─── Supplied material ───

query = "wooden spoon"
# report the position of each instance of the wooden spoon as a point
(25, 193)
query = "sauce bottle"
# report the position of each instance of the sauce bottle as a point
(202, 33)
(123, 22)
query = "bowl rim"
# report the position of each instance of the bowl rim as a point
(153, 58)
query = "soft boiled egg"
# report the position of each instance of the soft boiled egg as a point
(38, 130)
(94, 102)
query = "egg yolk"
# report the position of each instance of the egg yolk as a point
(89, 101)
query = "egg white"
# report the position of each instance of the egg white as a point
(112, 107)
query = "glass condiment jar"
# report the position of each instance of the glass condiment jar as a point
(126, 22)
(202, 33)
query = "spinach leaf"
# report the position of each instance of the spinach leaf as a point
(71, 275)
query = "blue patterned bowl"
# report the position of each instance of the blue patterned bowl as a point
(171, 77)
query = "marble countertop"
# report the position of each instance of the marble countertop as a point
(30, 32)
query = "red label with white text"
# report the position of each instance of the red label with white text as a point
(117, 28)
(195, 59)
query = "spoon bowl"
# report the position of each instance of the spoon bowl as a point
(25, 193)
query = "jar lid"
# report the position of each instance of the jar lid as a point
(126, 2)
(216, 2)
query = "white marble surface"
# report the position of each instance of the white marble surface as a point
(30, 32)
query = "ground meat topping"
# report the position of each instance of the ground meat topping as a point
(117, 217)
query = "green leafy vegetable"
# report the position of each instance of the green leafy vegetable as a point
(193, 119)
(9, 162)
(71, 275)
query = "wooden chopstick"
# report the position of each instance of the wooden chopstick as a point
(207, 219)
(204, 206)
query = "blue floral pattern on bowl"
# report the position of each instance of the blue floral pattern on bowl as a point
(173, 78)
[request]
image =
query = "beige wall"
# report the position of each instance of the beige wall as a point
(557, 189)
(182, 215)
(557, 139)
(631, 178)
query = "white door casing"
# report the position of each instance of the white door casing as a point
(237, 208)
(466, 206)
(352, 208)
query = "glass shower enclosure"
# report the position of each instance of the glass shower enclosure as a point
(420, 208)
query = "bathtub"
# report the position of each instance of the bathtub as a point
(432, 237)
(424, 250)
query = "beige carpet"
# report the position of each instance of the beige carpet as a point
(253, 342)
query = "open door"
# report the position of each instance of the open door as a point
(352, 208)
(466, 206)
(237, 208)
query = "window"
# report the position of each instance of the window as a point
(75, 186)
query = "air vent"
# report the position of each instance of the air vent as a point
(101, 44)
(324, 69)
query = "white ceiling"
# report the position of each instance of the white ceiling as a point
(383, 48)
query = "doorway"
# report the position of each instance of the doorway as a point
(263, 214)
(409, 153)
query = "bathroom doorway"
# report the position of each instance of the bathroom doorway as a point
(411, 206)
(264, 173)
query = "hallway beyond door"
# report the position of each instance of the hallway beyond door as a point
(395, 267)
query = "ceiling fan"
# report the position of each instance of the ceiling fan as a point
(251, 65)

───

• Given exercise: Each line above must be printed exactly as it appears.

• Task response:
query = "wooden spoon"
# report the position of each instance of the wooden spoon as a point
(25, 193)
query = "sauce bottle"
# report the position of each instance of the sauce bottle as a point
(202, 33)
(123, 22)
query = "bowl rim"
# report the position of each instance of the bowl rim as a point
(153, 58)
query = "soft boiled egg"
# report the position of each instance of the soft boiled egg as a point
(38, 130)
(94, 102)
query = "egg yolk"
# report the position of each instance of the egg yolk as a point
(89, 101)
query = "egg white"
# report the position of each instance of the egg white as a point
(112, 107)
query = "glass condiment jar"
# report the position of each instance of the glass condiment jar as a point
(126, 22)
(202, 33)
query = "spinach leaf"
# report the position of each instance of the spinach leaf as a point
(71, 275)
query = "blue patterned bowl"
# report the position of each instance of the blue patterned bowl as a point
(171, 77)
query = "marble countertop"
# report the position of each instance of the marble countertop as a point
(30, 32)
query = "red label with white text"
# report the position of each instance of the red label with white text as a point
(117, 28)
(195, 59)
query = "spoon bowl"
# report the position of each instance of the spoon bowl as a point
(25, 193)
query = "jar lid"
# report the position of each instance of the jar lid as a point
(126, 2)
(216, 2)
query = "white marble surface"
# report the position of each instance of the white marble surface as a point
(30, 32)
query = "ground meat topping"
# report the position of each instance of the ground meat topping as a point
(117, 217)
query = "green leafy vegetable"
# report the position of each instance of the green leafy vegetable as a point
(193, 119)
(9, 162)
(71, 275)
query = "wooden chopstick"
# report the position of each instance of the wooden chopstick as a point
(207, 219)
(204, 206)
query = "blue floral pattern on bowl"
# report the position of each instance of the blue floral pattern on bowl as a point
(173, 78)
[request]
image =
query = "beige wall"
# report the position of each instance of the beige wall as a point
(557, 189)
(182, 215)
(557, 139)
(631, 178)
query = "white door casing"
# report the position of each instance of the white door casing as a point
(237, 208)
(466, 206)
(352, 208)
query = "glass shower enclosure"
# report the position of each instance of the glass shower enclosure as a point
(420, 208)
query = "bathtub"
# report the position of each instance of the bathtub as a point
(432, 237)
(424, 250)
query = "beige carpet"
# report the position of each instance of the beige carpet as a point
(253, 342)
query = "open door"
# report the position of each instance of the open door as a point
(352, 208)
(466, 206)
(237, 208)
query = "window"
# report the position of each instance of the window as a point
(75, 186)
query = "air vent"
# report the position of each instance of the air vent as a point
(101, 44)
(324, 69)
query = "white ceiling"
# report the position of each instance of the white ceiling as a point
(383, 48)
query = "doorway"
# report the position of each instance of the doorway as a point
(263, 214)
(409, 153)
query = "bathroom doorway"
# report the position of each instance of the bathroom doorway as a point
(411, 206)
(264, 173)
query = "hallway beyond door"
# report the position of each instance of the hallway beyond door as a point
(395, 267)
query = "ceiling fan"
# report the position of each instance of the ceiling fan as a point
(251, 65)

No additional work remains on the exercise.